## STATED GOAL:
From the line with "Practice step: put one dot on every instance of the anther" to the final line of the records, reproduce every line exactly and only those lines.

____

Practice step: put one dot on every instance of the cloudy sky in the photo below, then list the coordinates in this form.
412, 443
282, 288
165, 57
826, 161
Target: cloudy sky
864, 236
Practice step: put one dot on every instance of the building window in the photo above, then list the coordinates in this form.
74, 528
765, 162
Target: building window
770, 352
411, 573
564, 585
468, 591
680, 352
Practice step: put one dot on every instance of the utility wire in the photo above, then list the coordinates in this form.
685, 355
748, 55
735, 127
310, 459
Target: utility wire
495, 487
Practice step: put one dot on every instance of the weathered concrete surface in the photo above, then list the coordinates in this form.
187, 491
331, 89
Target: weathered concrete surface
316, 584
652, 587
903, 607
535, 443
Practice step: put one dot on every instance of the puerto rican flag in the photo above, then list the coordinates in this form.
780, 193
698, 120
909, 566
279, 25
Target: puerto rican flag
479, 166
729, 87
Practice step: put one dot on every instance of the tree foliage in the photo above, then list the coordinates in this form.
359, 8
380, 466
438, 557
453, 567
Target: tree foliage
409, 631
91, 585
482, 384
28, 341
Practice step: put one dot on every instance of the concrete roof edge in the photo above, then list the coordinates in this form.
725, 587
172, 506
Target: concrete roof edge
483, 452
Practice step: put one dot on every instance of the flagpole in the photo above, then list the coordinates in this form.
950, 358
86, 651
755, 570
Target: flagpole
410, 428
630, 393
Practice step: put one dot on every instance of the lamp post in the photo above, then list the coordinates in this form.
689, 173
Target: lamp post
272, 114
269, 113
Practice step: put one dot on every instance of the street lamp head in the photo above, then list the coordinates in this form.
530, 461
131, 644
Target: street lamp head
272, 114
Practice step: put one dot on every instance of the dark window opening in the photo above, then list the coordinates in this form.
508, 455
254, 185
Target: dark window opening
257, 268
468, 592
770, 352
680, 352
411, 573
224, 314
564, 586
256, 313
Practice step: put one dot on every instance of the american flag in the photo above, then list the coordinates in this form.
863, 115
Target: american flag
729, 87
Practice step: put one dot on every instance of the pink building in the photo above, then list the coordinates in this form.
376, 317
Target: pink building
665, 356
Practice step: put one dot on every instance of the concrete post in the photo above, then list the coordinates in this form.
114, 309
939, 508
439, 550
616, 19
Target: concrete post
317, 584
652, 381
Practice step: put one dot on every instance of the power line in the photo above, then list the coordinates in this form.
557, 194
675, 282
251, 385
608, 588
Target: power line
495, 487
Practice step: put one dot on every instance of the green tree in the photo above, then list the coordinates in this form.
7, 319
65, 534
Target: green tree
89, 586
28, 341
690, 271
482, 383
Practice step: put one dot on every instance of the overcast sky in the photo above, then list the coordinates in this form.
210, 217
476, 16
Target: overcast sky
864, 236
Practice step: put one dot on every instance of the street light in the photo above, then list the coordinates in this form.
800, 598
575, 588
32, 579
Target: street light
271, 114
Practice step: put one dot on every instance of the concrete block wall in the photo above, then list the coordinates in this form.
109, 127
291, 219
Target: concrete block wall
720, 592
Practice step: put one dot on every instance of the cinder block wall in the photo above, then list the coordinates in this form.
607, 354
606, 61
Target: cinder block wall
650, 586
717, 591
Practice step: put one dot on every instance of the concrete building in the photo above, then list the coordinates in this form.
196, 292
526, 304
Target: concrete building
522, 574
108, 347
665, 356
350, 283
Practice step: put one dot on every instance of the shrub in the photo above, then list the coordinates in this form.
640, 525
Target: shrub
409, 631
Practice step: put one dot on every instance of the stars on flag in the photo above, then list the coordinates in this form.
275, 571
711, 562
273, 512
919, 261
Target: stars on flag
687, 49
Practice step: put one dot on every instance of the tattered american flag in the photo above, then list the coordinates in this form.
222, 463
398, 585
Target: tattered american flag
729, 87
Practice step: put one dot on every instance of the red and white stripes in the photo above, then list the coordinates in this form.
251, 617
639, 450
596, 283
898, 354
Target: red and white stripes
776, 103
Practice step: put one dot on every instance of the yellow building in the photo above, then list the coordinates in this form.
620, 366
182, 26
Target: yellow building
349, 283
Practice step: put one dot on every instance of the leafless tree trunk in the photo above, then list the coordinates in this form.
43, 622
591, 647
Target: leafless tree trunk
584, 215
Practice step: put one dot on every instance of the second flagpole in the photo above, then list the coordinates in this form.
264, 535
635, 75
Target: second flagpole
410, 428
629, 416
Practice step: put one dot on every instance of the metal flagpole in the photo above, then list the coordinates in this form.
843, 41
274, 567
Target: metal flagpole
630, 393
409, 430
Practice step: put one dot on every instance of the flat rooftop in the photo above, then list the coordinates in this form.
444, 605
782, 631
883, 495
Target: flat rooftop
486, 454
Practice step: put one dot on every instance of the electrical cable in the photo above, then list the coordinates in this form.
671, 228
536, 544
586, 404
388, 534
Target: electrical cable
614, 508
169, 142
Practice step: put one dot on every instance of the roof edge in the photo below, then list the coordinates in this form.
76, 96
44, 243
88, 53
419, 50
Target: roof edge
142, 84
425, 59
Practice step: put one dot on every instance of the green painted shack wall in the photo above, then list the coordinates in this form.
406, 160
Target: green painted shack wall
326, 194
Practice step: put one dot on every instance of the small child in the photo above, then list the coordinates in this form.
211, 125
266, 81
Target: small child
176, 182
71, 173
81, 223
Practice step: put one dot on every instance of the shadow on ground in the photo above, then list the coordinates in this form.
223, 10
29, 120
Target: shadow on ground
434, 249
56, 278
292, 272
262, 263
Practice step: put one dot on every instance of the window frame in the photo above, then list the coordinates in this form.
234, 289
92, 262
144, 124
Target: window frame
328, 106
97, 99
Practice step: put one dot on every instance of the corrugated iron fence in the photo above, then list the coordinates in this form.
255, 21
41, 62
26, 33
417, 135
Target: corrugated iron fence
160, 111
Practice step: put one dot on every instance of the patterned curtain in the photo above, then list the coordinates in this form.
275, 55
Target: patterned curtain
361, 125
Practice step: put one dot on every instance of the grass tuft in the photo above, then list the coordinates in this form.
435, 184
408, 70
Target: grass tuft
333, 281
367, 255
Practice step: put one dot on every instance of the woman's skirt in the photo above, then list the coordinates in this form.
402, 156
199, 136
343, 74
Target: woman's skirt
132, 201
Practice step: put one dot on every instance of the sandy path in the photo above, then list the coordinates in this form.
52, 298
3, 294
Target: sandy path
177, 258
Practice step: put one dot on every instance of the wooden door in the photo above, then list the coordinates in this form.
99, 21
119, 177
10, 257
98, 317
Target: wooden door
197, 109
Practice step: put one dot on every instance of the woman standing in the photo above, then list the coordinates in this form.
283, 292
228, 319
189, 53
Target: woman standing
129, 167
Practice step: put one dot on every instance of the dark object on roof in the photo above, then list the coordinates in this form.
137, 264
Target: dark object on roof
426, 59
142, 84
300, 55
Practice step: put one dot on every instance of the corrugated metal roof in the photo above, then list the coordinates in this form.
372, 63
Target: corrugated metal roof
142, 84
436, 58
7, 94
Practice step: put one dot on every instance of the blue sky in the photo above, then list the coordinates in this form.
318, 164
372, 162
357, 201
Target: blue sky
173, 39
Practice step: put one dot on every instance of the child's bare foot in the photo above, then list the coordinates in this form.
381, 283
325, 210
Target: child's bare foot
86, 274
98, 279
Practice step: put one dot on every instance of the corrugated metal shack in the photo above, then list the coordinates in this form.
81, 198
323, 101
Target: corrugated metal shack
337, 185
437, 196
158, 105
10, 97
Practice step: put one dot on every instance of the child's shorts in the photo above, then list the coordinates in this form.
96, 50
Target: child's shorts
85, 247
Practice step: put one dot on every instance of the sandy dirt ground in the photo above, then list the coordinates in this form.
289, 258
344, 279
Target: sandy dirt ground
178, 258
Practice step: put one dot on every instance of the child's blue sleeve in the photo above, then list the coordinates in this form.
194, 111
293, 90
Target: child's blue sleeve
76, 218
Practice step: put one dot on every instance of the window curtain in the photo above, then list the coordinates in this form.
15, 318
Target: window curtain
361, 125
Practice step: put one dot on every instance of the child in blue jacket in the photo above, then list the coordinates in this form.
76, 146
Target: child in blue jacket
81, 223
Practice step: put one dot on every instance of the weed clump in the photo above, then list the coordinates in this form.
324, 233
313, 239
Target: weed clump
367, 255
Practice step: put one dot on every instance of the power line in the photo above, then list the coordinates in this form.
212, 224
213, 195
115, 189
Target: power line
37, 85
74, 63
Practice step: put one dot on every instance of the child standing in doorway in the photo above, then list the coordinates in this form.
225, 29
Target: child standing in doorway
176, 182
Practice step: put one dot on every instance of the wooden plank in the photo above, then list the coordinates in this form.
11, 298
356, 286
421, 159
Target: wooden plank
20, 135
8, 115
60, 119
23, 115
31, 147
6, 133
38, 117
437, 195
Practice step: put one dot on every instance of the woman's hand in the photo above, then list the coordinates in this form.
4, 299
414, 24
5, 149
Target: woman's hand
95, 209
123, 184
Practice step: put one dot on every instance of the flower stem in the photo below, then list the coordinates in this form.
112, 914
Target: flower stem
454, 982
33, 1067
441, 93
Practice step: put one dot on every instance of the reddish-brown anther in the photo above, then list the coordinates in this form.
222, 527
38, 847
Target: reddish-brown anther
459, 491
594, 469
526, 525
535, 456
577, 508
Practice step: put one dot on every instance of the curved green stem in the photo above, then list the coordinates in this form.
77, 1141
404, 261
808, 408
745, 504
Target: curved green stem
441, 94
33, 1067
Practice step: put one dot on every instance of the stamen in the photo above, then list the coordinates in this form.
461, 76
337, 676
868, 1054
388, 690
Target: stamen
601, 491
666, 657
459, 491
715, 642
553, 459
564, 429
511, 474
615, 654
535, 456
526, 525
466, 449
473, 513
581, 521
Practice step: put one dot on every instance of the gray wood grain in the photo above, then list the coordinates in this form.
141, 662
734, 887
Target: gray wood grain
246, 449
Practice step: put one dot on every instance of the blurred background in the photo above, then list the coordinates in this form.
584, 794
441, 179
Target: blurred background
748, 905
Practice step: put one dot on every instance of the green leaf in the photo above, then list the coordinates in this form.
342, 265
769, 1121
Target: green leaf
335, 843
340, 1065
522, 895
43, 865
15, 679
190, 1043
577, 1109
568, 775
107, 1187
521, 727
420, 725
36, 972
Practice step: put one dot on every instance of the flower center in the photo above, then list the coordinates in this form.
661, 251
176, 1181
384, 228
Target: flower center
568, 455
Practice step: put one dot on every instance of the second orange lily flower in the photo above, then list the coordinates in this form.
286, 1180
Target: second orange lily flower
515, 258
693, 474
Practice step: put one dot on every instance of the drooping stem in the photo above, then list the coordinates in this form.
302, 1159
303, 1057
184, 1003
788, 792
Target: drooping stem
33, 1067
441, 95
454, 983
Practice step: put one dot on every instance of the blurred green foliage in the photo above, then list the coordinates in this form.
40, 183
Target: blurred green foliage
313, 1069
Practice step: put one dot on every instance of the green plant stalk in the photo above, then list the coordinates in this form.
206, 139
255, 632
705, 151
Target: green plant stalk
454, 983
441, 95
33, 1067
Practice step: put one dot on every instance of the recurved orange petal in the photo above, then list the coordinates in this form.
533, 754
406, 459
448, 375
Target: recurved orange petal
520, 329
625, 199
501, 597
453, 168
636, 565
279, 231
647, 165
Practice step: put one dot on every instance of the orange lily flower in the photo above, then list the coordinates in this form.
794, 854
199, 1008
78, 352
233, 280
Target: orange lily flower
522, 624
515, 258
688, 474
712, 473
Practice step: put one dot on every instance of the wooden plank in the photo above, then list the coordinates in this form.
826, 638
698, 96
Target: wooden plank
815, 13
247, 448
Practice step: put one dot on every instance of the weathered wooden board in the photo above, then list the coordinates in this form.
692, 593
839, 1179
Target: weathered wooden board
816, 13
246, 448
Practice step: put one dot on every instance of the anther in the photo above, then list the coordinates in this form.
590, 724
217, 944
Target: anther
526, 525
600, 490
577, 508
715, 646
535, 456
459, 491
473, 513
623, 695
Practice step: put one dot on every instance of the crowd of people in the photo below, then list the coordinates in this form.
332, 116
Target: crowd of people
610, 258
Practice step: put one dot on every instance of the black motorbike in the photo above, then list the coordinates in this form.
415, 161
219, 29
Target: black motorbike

____

## RESULT OF THIS TASK:
Practice step: put one dot on every instance of the anther in the photo above, then list the coordinates in this form.
590, 724
217, 944
Target: anther
526, 525
600, 490
577, 508
715, 646
535, 456
459, 491
473, 513
623, 695
Practice step: put one dot on every instance of the crowd of people in the photo below, then list the coordinates in this form.
332, 116
Target: crowd of people
610, 258
Practice step: put one dot on every instance of the black motorbike in the photo above, then list the coordinates in this form.
415, 161
219, 29
Target: black motorbike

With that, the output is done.